» **PASSAGE TO READ**:

= = = = = = =

By definition, biodiesel fuel is basically a natural and renewable fuel that is non-toxic and biodegradable, as it does not contain any petroleum. Made from vegetable oils such as soy and corn, it is a fuel alternative for diesel engines, though the latter is still far more commonly used because of various factors.
Since biodiesel fuel does not contain any petroleum and is non-toxic, it burns cleanly. This is one of its most important characteristics, since the combustion of other fuels release pollutants in the air that deal some serious damage to the ozone, which consequently leads to global warming. Pollutants also contribute to smog. The harmful consequences of burning fuels such as diesel are what make biodiesel fuel so important. Since it burns cleanly, it does not harm the ozone, does not contribute to smog and emits around 85 percent less cancer-causing agents in the atmosphere. The Environmental Protection Agency (EPA) has approved biodiesel fuel. Additionally, this alternate fuel has successfully passed every single Health-Effects Test of the Clean Air Act.
While most of the commonly used fuels are made of fossils, biodiesel is made from vegetable oils. Alcohol such as methanol is used in the chemical process that separates methyl esters and glycerine from the vegetable oils or fats. Glycerine is a waste product, but that is hardly a probably, since it is used in the formation of marketable products such as soaps.
One of the biggest downsides to biodiesel fuel is the amount of investment and time that is required to grow crops that are utilised for making biodiesel fuel. These crops need to be grown first, then shipped to a local station and then treated with alcohol. This consequently increases the cost of the fuel alternative, making petroleum a more popular choice.

= = = = = = =

» **EXERCISE BRIEF**: Copy out the portion of the biodiesel passage starting with "One of the biggest" and going on through "more popular choice.". None of the lines have any connection to the biodiesel passage.

» **GIVEN DATA**:
= = = = = = =

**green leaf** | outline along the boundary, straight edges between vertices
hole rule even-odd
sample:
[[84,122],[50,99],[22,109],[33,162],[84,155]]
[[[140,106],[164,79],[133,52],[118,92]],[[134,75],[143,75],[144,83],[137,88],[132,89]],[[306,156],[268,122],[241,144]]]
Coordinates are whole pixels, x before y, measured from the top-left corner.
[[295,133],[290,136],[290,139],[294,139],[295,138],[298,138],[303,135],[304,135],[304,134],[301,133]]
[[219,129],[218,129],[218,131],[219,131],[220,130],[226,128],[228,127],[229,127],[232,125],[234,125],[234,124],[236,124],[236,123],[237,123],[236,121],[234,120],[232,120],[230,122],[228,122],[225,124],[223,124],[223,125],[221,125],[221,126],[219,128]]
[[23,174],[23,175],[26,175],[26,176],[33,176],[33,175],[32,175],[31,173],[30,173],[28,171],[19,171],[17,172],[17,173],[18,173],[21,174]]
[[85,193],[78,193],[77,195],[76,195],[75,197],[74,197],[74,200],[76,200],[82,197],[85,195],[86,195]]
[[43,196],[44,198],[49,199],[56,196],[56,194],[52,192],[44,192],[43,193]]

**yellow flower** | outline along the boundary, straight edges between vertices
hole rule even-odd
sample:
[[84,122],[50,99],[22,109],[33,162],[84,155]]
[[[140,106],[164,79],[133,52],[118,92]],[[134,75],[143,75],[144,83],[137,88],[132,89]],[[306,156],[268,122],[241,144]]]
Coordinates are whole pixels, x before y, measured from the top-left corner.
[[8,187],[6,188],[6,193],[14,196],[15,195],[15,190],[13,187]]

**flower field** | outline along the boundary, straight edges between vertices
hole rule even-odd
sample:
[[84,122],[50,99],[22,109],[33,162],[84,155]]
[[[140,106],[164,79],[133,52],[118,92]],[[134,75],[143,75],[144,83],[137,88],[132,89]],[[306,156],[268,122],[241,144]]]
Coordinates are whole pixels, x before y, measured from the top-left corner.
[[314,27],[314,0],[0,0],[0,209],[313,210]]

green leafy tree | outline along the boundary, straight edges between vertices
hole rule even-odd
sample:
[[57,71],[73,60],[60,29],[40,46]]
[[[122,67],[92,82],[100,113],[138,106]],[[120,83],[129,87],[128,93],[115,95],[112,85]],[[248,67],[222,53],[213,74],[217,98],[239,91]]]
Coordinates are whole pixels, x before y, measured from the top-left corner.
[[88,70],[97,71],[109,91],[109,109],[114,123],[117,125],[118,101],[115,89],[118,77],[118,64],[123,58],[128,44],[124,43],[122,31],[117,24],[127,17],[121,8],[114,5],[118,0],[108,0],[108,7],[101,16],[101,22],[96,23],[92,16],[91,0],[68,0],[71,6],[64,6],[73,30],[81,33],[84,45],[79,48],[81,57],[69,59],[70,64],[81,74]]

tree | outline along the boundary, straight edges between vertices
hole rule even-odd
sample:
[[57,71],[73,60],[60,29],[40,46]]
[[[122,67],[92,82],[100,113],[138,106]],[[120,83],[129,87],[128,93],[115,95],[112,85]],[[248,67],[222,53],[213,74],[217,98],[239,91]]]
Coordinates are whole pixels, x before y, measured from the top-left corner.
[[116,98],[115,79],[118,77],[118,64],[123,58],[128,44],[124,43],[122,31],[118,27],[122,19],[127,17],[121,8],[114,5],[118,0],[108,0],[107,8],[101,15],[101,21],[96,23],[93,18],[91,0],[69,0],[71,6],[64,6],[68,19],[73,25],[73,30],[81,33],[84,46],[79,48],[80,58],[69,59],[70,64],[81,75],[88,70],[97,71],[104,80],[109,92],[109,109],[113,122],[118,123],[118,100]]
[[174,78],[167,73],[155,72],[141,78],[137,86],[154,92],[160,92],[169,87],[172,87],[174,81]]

= = = = = = =

» **EXERCISE OUTPUT**:
One of the biggest downsides to biodiesel fuel is the amount of investment and time that is required to grow crops that are utilised for making biodiesel fuel. These crops need to be grown first, then shipped to a local station and then treated with alcohol. This consequently increases the cost of the fuel alternative, making petroleum a more popular choice.